* Exercise A: In the Zamalka siege profile, on what date was Zamalka reclassified from a Tier 1 siege to the Siege Watch "Watchlist"?
* Exercise B: Resume the Zamalka siege profile after its last sentence.

*** Zamalka was reclassified from a Tier 1 siege to the Siege Watch "Watchlist"on 31 March 2018, when it reverted entirely to government control following a final scorched earth offensive, surrender deal, and forced population transfers to northern Syria.***
Post-Siege Note: Zamalka was one of the communities covered under the surrender deal reached for the "central sector" of Eastern Ghouta in late March 2018, following an unprecedented and devastating final scorched earth campaign by the Syrian government and its allies. Opposition fighters in Zamalka, and many of the remaining civilians, were sent to northern Syria as part of the forced population transfers. Some civilians remained in the Zamalka following the surrender deal, but there are no good estimates of the population due to the massive displacement caused by the final offensive. The community was heavily damaged, with more than half of its infrastructure damaged or destroyed and most of its original population already displaced even before the final offensive began (February 2018). As of June 2018, international access remained severely limited, civilians were still being denied freedom of movement, and communication was heavily monitored. As a result Zamalka will remain on the Siege Watch "Watchlist."
*** In mid-November 2017, for the first time since the start of the Siege Watch project in late 2015, Zamalka's siege designation was elevated from Tier 2 to Tier 1 long with the rest of Eastern Ghouta. With the onset of winter the entire besieged enclave is facing a humanitarian catastrophe. ***
Dates: Besieged since April 2013 along with the rest of Eastern Ghouta
Siege classification: Tier 1
Besieged by: Syrian govt.
UN recognizes siege?: Yes
Active Truce?: No
Current population: 14,850 (as of 07/31/17)
Civil control: Zamalka Local Council
Military control: Some FSA groups active around perimeter
Siege-related deaths: No
Aid: Zamalka did not receive any humantarian during the August-October 2016 period. The only assistance the town received since since coming under siege was on 29 June 2016, when Zamalka and Arbin received an interagency UN aid shipment for the first time in four years. This aid was reportedly aimed at supporting 20,000 beneficiaries for a month, less than half of the population of these two areas. Most medical supplies including desperately needed surgical kits were removed from the convoy.

Records from a data source:
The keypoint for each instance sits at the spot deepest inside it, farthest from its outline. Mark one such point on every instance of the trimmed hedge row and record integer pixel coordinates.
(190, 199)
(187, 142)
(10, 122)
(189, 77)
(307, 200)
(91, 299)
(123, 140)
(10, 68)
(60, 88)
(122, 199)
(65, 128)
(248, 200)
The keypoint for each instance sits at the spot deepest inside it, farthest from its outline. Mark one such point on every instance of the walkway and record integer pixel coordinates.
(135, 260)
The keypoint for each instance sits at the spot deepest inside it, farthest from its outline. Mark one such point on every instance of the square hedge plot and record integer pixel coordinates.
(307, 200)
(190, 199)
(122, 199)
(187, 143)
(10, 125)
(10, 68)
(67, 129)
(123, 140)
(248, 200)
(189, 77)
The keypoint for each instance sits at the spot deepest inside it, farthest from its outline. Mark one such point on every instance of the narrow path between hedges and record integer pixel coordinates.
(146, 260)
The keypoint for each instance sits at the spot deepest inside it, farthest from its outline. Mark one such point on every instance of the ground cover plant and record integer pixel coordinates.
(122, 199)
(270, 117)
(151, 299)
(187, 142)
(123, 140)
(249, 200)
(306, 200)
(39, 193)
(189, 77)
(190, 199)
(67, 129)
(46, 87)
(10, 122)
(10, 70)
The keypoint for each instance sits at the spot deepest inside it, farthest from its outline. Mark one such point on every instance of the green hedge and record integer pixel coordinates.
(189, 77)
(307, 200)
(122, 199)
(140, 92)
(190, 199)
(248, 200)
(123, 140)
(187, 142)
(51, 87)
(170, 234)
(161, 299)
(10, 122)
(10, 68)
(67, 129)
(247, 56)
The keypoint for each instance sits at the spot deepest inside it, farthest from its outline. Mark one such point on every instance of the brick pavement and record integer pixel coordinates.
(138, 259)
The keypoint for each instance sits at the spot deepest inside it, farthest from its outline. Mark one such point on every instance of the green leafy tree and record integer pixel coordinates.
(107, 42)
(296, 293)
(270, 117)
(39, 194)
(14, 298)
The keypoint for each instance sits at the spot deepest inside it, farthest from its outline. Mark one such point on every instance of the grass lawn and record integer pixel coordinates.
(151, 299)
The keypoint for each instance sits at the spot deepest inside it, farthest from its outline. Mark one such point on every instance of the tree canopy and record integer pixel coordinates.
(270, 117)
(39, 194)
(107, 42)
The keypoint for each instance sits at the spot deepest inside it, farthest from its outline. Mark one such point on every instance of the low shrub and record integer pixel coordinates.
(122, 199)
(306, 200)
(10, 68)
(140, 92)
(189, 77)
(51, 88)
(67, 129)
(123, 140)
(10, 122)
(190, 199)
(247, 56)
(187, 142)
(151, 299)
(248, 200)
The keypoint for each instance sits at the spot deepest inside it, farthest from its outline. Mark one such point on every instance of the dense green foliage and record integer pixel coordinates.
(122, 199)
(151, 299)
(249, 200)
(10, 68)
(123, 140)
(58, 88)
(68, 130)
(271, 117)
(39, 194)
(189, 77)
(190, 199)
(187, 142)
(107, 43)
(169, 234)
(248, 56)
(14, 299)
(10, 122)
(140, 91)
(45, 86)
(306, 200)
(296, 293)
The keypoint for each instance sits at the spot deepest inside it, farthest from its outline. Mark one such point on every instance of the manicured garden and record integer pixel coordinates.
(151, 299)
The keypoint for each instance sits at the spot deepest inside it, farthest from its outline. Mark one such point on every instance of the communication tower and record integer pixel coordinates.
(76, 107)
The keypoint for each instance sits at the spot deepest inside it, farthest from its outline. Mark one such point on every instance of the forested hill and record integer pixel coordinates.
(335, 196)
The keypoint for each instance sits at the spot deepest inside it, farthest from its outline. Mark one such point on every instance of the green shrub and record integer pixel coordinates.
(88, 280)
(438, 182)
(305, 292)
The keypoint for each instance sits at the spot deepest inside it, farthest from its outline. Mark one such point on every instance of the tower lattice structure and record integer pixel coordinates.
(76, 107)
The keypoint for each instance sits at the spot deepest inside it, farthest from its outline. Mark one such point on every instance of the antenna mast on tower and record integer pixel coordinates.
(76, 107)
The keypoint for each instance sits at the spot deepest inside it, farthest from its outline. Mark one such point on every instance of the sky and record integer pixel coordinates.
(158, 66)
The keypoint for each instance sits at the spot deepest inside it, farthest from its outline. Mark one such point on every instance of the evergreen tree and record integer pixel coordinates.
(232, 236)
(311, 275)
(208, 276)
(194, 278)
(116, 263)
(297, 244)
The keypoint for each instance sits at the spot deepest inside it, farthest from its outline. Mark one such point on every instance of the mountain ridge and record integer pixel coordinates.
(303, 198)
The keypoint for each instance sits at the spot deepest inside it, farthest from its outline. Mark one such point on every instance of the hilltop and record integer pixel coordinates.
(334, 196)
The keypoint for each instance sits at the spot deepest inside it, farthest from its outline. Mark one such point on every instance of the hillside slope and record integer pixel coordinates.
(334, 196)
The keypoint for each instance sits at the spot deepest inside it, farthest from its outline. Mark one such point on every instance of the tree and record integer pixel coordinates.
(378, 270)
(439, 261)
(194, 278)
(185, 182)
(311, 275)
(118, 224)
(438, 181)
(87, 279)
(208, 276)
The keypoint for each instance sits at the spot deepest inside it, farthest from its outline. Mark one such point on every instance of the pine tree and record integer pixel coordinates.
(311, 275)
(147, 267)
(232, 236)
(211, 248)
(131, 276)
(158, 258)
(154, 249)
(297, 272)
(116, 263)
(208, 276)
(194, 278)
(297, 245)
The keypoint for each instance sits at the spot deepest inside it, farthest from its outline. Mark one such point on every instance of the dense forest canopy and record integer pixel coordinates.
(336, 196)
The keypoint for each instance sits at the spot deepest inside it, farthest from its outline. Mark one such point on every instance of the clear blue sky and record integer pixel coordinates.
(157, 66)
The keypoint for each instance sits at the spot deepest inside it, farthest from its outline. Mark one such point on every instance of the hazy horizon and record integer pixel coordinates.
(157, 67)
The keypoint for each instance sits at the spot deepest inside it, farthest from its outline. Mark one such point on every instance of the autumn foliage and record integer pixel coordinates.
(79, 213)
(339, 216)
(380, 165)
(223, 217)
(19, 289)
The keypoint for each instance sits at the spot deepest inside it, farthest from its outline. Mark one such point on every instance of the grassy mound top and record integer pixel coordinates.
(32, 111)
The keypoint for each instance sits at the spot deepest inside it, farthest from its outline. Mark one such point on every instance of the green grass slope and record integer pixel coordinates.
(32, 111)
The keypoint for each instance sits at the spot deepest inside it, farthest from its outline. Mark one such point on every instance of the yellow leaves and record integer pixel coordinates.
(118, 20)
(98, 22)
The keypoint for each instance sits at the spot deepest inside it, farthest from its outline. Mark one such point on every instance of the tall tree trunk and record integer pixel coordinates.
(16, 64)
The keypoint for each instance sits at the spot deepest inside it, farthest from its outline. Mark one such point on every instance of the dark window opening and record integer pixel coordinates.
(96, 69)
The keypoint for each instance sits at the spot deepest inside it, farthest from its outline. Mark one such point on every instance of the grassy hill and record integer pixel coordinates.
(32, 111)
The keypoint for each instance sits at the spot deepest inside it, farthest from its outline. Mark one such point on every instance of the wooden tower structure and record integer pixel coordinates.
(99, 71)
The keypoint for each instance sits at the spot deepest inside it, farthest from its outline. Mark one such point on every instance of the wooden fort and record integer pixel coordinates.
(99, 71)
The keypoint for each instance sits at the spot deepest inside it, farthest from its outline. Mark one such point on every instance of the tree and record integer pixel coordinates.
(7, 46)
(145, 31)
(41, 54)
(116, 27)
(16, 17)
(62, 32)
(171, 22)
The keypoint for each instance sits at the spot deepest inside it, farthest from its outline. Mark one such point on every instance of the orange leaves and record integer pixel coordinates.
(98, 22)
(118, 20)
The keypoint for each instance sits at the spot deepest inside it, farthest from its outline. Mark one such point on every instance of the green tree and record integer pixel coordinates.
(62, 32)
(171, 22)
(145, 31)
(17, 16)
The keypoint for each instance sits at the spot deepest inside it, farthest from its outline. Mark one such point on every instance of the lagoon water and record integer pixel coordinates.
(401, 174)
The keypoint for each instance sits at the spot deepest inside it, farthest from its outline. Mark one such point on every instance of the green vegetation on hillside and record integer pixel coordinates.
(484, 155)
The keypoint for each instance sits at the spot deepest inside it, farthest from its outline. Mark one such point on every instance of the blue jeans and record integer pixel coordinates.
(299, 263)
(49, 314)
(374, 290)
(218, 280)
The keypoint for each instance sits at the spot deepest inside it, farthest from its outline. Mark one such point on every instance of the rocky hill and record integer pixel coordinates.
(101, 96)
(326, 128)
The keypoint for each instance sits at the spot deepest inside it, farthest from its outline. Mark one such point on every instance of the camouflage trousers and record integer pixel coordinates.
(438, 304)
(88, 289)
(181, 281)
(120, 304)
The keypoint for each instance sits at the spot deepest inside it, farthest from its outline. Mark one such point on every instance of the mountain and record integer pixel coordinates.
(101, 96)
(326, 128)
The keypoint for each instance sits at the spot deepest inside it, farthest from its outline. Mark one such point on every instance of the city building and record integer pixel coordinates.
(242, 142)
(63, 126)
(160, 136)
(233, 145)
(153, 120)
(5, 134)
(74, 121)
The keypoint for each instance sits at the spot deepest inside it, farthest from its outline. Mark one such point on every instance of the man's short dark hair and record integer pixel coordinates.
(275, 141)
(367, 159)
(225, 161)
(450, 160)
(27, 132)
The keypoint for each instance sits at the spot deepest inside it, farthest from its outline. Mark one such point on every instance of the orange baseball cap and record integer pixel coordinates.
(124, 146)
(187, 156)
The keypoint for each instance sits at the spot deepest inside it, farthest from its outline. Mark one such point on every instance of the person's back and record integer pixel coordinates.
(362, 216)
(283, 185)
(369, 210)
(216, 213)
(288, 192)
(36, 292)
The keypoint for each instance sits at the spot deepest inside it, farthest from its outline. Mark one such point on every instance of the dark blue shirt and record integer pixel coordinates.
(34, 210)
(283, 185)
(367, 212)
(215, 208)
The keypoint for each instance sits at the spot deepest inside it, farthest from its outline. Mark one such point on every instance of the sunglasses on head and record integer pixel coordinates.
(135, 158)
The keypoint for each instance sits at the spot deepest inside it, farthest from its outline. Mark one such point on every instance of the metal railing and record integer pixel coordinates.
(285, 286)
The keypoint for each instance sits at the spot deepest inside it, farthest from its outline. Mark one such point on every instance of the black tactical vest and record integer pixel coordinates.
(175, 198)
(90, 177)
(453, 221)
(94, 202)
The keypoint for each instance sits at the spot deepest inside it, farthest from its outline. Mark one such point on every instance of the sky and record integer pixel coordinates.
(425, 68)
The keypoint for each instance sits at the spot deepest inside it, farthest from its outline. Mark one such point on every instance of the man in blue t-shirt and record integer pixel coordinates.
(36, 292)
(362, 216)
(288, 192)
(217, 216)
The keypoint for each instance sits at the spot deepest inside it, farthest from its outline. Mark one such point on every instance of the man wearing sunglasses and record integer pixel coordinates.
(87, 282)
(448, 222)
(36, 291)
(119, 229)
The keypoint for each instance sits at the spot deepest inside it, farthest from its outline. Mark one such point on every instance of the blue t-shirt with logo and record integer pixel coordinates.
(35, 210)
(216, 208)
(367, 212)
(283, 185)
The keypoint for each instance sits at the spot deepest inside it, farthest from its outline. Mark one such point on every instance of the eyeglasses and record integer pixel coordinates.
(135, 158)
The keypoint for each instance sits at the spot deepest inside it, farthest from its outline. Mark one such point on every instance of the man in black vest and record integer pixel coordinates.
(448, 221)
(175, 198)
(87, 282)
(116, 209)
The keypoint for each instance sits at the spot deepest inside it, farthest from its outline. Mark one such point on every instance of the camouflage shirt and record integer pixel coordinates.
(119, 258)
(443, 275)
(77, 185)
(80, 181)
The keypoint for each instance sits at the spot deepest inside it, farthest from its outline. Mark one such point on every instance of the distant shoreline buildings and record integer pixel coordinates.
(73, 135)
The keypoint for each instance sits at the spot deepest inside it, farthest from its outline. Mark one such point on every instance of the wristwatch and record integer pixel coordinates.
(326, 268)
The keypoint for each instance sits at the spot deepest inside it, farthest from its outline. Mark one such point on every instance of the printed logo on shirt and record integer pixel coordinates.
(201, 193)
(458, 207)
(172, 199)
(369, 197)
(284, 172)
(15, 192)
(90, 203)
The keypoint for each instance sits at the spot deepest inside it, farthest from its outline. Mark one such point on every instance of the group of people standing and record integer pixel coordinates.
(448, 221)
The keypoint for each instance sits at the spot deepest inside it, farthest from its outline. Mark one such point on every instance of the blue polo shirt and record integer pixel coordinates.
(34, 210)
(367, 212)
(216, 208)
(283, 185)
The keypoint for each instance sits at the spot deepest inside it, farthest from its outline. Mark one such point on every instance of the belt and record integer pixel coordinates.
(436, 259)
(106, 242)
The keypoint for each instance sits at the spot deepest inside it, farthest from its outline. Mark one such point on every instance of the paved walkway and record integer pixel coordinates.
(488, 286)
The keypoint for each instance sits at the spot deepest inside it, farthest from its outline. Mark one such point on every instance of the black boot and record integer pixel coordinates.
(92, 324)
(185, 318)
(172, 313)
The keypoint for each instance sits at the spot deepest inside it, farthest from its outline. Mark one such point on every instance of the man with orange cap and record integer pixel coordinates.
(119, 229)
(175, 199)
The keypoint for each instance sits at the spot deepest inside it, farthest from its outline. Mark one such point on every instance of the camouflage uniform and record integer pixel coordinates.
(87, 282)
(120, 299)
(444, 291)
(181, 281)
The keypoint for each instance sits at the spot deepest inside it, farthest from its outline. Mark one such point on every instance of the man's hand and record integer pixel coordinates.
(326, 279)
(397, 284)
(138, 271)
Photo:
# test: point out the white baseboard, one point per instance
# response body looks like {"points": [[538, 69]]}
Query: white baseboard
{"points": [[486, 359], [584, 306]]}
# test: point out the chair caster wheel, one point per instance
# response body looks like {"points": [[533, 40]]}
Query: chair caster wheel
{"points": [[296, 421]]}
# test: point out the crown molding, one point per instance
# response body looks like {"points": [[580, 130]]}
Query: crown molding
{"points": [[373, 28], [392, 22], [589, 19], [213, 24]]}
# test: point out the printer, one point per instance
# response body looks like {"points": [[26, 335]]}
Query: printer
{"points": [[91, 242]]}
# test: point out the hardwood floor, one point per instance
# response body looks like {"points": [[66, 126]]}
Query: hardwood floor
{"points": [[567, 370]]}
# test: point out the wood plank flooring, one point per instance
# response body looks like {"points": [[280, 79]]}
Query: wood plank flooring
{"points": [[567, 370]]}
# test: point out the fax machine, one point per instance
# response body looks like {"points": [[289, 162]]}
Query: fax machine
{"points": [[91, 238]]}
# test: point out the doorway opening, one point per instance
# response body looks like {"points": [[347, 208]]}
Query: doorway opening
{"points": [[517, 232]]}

* Exercise response A: 31 March 2018

* Exercise response B:
Active conflict: Yes. The area is frequently subjected to aerial bombardments from Syrian and Russian aircraft, in addition to shelling and missile strikes from artillery units located on Mt. Qasioun and the Scientific Research facility in Jamraya. Notably, on 2 July 2017 fighters on the front lines near Zamalka were targeted with a series of three suspected chemical attacks. The toxins were dispersed by pro-government forces in grenades. Ten fighters were treated with symptoms consistent with exposure to a choking agency and described a chlorine-like smell.
Additional Details: Prices in Eastern Ghouta started to increase notably in July 2017 when the Syrian government ended the monopoly of the trader al-Manfoush at al-Wafideen checkpoint, placed further restrictions on basic goods like flour, and intermittently cut all commercial access. According to international agencies, access was finally cut in September or early October 2017. The halt in entry of limited commercial supplies via al-Wafideen is so damaging because it was one of the few remaining ways that people could get supplies. Smuggling tunnels from Eastern Ghouta to Barzeh and Qaboun were captured by pro-government forces earlier in 2017, and much of the rural southern agricultural sector of Eastern Ghouta was captured by government forces in mid-2016.
Zamalka continues to receive displaced people uprooted from the southern and eastern parts of Eastern Ghouta. As a result the population figures continue to fluctuate.